* Excerpted passage *
Two years on, new psychological stresses emerge amongst survivors of Japan’s triple disaster


By Francis Markus

Two years after Japan’s triple – earthquake, tsunami and nuclear disaster, new psychological stresses are arising amongst some of the 300,000 displaced survivors, particularly children and elderly people.

Most children who survived the earthquake and tsunami are making a good psychological recovery. “What we are seeing is a scissor split, with most of the children getting better, but a small number of more serious cases emerging,” says child psychiatrist Dr Junko Yagi, who is based in one of the worst affected prefectures, Iwate. She estimates that while some 80 per cent of cases are improving, some 20 per cent are getting worse.

Stress of moving forward

“Some patients are only now starting to develop dissociation and depression symptoms. They seem to be actively moving forward with their lives but in reality, they are in a state of hyper-arousal. They are tired and exhausted.”

Dr Yagi’s approach combines play therapy for the children and more psychological sensitisation for their families. She is also one of the key figures in the process of setting up a centre for children’s mental health care in the Iwate Medical University in Morioka, which will be financially supported by the Japanese Red Cross Society.

Not just children

But children are not the only ones experiencing the psychological impact of prolonged displacement. While businesses and institutions are gradually being re-established, lack of consensus among the various stakeholders and difficulty in finding suitable land are making the reconstruction of permanent housing a slow process. Some people are giving up on it altogether and leaving for other parts of Japan where prospects may be better.

“This year we’ve seen signs of depression emerging amongst a number of people living in temporary shelters,” said Takeshi Ino, Director of JRCS’ Miyagi chapter. “This is because they see others around them starting new lives, finding jobs or moving on from their prefabricated homes. They feel trapped and uneasy about their own future.”

A large percentage of people living in prefabricated housing are elderly. To prevent them from sinking into inactivity and isolation, the Japanese Red Cross is conducting a broad programme of activities including physical exercise, massage and health checks and events such as as tea ceremonies to help build a sense of community.

Fukushima aftermath

The aftermath of the nuclear accident in Fukushima has also brought new issues to the fore. Prompted by media reports, government officials have recently disclosed that decontamination has not been properly carried out in a number of places in the prefecture,
“This makes people both furious and sad, because we feel that our concerns are not being understood,” said Fukushima Red Cross Chapter Deputy Director General Takeyoshi Saito.

As part of its commitment to improve preparedness around nuclear disasters, the Red Cross plans to open a nuclear disaster information centre to gather together data and best practices. Red Cross nurses are also providing health monitoring and psychological support to the displaced survivors of some of the worst-affected areas, such as those from the town of Namie, which is one of the closest to the Fukushima Daiichi nuclear plant. From next year the Red Cross will be involved in screening youngsters under 18 years of age for thyroid cancer.

* Work order 1 *
From the article on Japan's disaster survivors, write out the passage starting with "A large percentage" and going on through "General Takeyoshi Saito.", word for word.
* Work order 2 *
List every person the article on Japan's disaster survivors quotes by name, along with the role it gives each one.

* Data records *
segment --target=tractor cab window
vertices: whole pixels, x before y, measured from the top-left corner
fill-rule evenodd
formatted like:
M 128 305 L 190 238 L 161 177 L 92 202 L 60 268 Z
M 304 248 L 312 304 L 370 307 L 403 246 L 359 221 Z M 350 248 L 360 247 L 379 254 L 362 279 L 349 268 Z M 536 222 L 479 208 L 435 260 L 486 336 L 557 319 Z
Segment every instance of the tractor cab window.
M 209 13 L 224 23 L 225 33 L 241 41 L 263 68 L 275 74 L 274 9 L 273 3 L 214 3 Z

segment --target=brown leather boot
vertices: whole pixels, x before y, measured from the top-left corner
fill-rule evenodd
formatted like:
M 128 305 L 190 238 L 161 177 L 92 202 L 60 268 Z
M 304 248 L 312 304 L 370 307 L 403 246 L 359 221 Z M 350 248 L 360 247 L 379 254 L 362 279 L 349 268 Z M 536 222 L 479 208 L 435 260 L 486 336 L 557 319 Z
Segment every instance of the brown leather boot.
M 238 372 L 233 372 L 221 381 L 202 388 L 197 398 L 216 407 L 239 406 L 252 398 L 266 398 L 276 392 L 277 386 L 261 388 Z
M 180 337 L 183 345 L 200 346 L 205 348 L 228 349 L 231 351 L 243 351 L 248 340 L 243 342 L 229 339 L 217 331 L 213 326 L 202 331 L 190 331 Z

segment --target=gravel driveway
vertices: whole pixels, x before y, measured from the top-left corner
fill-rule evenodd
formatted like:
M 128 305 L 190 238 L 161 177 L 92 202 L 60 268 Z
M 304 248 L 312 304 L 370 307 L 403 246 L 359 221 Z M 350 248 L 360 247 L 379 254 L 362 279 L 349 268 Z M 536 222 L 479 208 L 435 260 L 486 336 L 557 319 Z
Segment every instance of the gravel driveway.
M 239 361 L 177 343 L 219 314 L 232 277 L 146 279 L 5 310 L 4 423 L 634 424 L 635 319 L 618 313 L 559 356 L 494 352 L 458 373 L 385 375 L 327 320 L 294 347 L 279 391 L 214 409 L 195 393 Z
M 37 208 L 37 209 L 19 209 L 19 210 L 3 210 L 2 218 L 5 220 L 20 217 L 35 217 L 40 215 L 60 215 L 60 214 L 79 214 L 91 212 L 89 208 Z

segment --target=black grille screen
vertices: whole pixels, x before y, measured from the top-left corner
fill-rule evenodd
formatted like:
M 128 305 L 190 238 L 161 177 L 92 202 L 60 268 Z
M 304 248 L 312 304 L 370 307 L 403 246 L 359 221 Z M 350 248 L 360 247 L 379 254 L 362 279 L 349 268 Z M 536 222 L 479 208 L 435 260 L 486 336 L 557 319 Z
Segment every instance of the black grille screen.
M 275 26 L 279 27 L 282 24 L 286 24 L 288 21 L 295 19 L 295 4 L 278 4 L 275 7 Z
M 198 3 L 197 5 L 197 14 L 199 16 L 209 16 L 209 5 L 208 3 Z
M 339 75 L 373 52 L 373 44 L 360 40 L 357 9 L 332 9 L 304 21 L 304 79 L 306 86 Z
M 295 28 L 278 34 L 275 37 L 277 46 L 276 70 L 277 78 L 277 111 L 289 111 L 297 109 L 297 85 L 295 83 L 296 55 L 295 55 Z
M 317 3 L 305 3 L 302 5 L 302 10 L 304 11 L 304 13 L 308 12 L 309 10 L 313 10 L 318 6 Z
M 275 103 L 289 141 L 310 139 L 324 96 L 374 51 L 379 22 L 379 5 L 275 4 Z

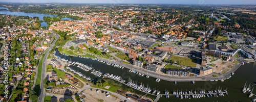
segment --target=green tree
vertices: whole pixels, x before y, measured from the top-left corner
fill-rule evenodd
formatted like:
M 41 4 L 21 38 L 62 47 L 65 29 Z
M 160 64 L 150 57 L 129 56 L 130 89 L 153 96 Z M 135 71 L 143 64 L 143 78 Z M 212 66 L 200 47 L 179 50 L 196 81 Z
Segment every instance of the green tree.
M 177 64 L 180 65 L 180 61 L 177 61 Z
M 139 60 L 139 61 L 141 61 L 141 57 L 140 57 L 140 56 L 139 56 L 139 57 L 138 57 L 138 60 Z
M 99 51 L 99 50 L 96 50 L 96 51 L 95 52 L 95 54 L 96 54 L 96 55 L 101 55 L 101 54 L 102 54 L 102 53 L 101 53 L 101 52 L 100 52 L 100 51 Z
M 69 48 L 70 48 L 72 50 L 74 50 L 74 46 L 71 46 L 69 47 Z
M 79 48 L 78 49 L 78 50 L 79 50 L 80 52 L 82 53 L 82 52 L 83 49 L 82 49 L 81 48 Z
M 165 58 L 164 58 L 163 60 L 163 62 L 165 62 Z
M 96 51 L 96 49 L 95 48 L 94 48 L 93 47 L 91 47 L 91 48 L 90 48 L 90 49 L 89 50 L 91 52 L 93 52 L 93 53 L 94 53 Z

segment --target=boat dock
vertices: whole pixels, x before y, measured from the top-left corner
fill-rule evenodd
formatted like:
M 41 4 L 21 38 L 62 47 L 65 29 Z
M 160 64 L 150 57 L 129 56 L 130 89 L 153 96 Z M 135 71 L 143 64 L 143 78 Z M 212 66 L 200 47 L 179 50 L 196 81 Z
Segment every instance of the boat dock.
M 166 96 L 166 95 L 169 95 L 169 96 L 176 96 L 176 95 L 179 95 L 179 96 L 180 96 L 180 95 L 183 95 L 183 96 L 185 96 L 185 95 L 191 96 L 192 95 L 209 95 L 210 94 L 220 94 L 220 93 L 222 93 L 222 94 L 225 93 L 227 95 L 227 92 L 217 92 L 217 93 L 211 93 L 190 94 L 159 94 L 158 95 L 157 95 L 157 97 L 156 98 L 156 99 L 155 99 L 155 100 L 154 101 L 154 102 L 157 102 L 157 101 L 158 101 L 158 100 L 161 97 L 161 95 L 162 95 L 162 96 Z

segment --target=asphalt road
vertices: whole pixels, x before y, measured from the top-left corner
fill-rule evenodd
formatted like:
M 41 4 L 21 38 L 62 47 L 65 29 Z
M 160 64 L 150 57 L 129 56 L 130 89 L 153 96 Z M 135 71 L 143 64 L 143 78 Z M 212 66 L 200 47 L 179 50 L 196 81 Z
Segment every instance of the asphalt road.
M 57 35 L 57 34 L 54 33 L 54 35 L 55 35 L 55 39 L 54 40 L 54 41 L 53 43 L 52 43 L 52 44 L 51 45 L 51 46 L 49 48 L 48 50 L 47 50 L 46 53 L 45 55 L 45 57 L 43 58 L 42 60 L 42 75 L 41 76 L 41 83 L 40 85 L 40 90 L 39 90 L 39 95 L 38 96 L 38 100 L 37 101 L 44 101 L 44 98 L 46 96 L 46 93 L 45 91 L 45 89 L 44 87 L 44 83 L 42 83 L 44 80 L 45 78 L 45 75 L 46 74 L 46 60 L 47 59 L 47 57 L 49 55 L 49 52 L 52 48 L 53 48 L 53 46 L 54 46 L 54 44 L 55 44 L 56 42 L 57 41 L 57 40 L 59 39 L 59 35 Z

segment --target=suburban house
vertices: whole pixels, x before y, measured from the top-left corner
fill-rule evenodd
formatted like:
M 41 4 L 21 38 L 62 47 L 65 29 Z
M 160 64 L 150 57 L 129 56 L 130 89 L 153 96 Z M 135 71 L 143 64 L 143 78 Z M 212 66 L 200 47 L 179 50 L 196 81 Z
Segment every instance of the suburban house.
M 28 85 L 29 85 L 29 82 L 27 82 L 27 81 L 25 81 L 24 82 L 24 86 L 28 86 Z

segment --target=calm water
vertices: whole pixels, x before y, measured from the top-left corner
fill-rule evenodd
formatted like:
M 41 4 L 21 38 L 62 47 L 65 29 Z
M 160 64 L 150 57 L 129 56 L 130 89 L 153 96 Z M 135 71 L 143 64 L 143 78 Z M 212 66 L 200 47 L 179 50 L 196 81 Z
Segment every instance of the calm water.
M 5 8 L 3 7 L 0 7 L 0 9 L 7 9 L 8 10 L 8 8 Z M 0 11 L 0 14 L 6 14 L 6 15 L 15 15 L 15 16 L 28 16 L 30 17 L 33 17 L 34 16 L 36 17 L 39 17 L 39 20 L 43 20 L 43 17 L 44 16 L 47 17 L 47 16 L 50 16 L 50 17 L 56 17 L 58 16 L 58 15 L 50 15 L 50 14 L 39 14 L 39 13 L 25 13 L 25 12 L 10 12 L 9 11 Z M 67 17 L 65 17 L 63 18 L 61 18 L 61 20 L 73 20 L 74 19 L 70 18 L 67 18 Z M 42 21 L 41 23 L 41 27 L 45 26 L 46 27 L 47 27 L 47 23 L 46 23 L 45 21 Z
M 0 7 L 0 9 L 6 9 L 6 10 L 9 10 L 9 9 L 8 9 L 8 8 L 4 8 L 4 7 Z
M 169 90 L 170 93 L 172 93 L 173 90 L 183 91 L 191 90 L 199 91 L 201 89 L 205 89 L 206 91 L 209 90 L 216 89 L 219 87 L 222 89 L 226 89 L 227 88 L 228 95 L 226 94 L 225 96 L 219 96 L 218 97 L 206 97 L 197 99 L 180 99 L 171 96 L 169 98 L 166 98 L 165 96 L 160 98 L 159 101 L 251 101 L 251 99 L 255 98 L 252 96 L 249 98 L 248 93 L 243 93 L 241 92 L 242 88 L 244 87 L 246 81 L 247 84 L 251 83 L 254 84 L 256 82 L 256 63 L 250 63 L 245 64 L 242 65 L 236 72 L 235 74 L 231 78 L 223 82 L 220 81 L 217 82 L 196 82 L 195 84 L 191 82 L 177 82 L 177 85 L 175 85 L 173 82 L 168 82 L 161 80 L 160 82 L 156 82 L 155 78 L 145 78 L 145 76 L 141 76 L 129 72 L 129 69 L 126 68 L 119 69 L 112 66 L 109 66 L 102 63 L 94 61 L 91 59 L 82 59 L 77 57 L 68 57 L 59 54 L 57 50 L 56 55 L 60 56 L 61 58 L 72 61 L 79 62 L 84 64 L 91 66 L 91 64 L 96 69 L 100 70 L 103 74 L 105 73 L 113 73 L 114 75 L 120 75 L 123 80 L 125 80 L 126 82 L 129 79 L 132 79 L 134 82 L 137 82 L 138 84 L 142 84 L 144 86 L 148 86 L 152 89 L 154 88 L 161 91 L 161 93 L 163 93 L 164 91 Z M 82 72 L 87 76 L 95 79 L 96 80 L 100 79 L 101 78 L 96 77 L 94 75 L 90 73 L 91 71 L 86 72 L 77 67 L 76 66 L 70 66 L 75 70 L 78 70 Z M 251 88 L 255 87 L 252 87 Z M 256 88 L 255 88 L 256 89 Z M 137 92 L 137 91 L 136 91 Z M 253 92 L 255 93 L 255 92 Z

* Solution 1 *
A large percentage of people living in prefabricated housing are elderly. To prevent them from sinking into inactivity and isolation, the Japanese Red Cross is conducting a broad programme of activities including physical exercise, massage and health checks and events such as as tea ceremonies to help build a sense of community.

Fukushima aftermath

The aftermath of the nuclear accident in Fukushima has also brought new issues to the fore. Prompted by media reports, government officials have recently disclosed that decontamination has not been properly carried out in a number of places in the prefecture,
“This makes people both furious and sad, because we feel that our concerns are not being understood,” said Fukushima Red Cross Chapter Deputy Director General Takeyoshi Saito.

* Solution 2 *
- Dr Junko Yagi, child psychiatrist based in Iwate
- Takeshi Ino, Director of JRCS' Miyagi chapter
- Takeyoshi Saito, Fukushima Red Cross Chapter Deputy Director General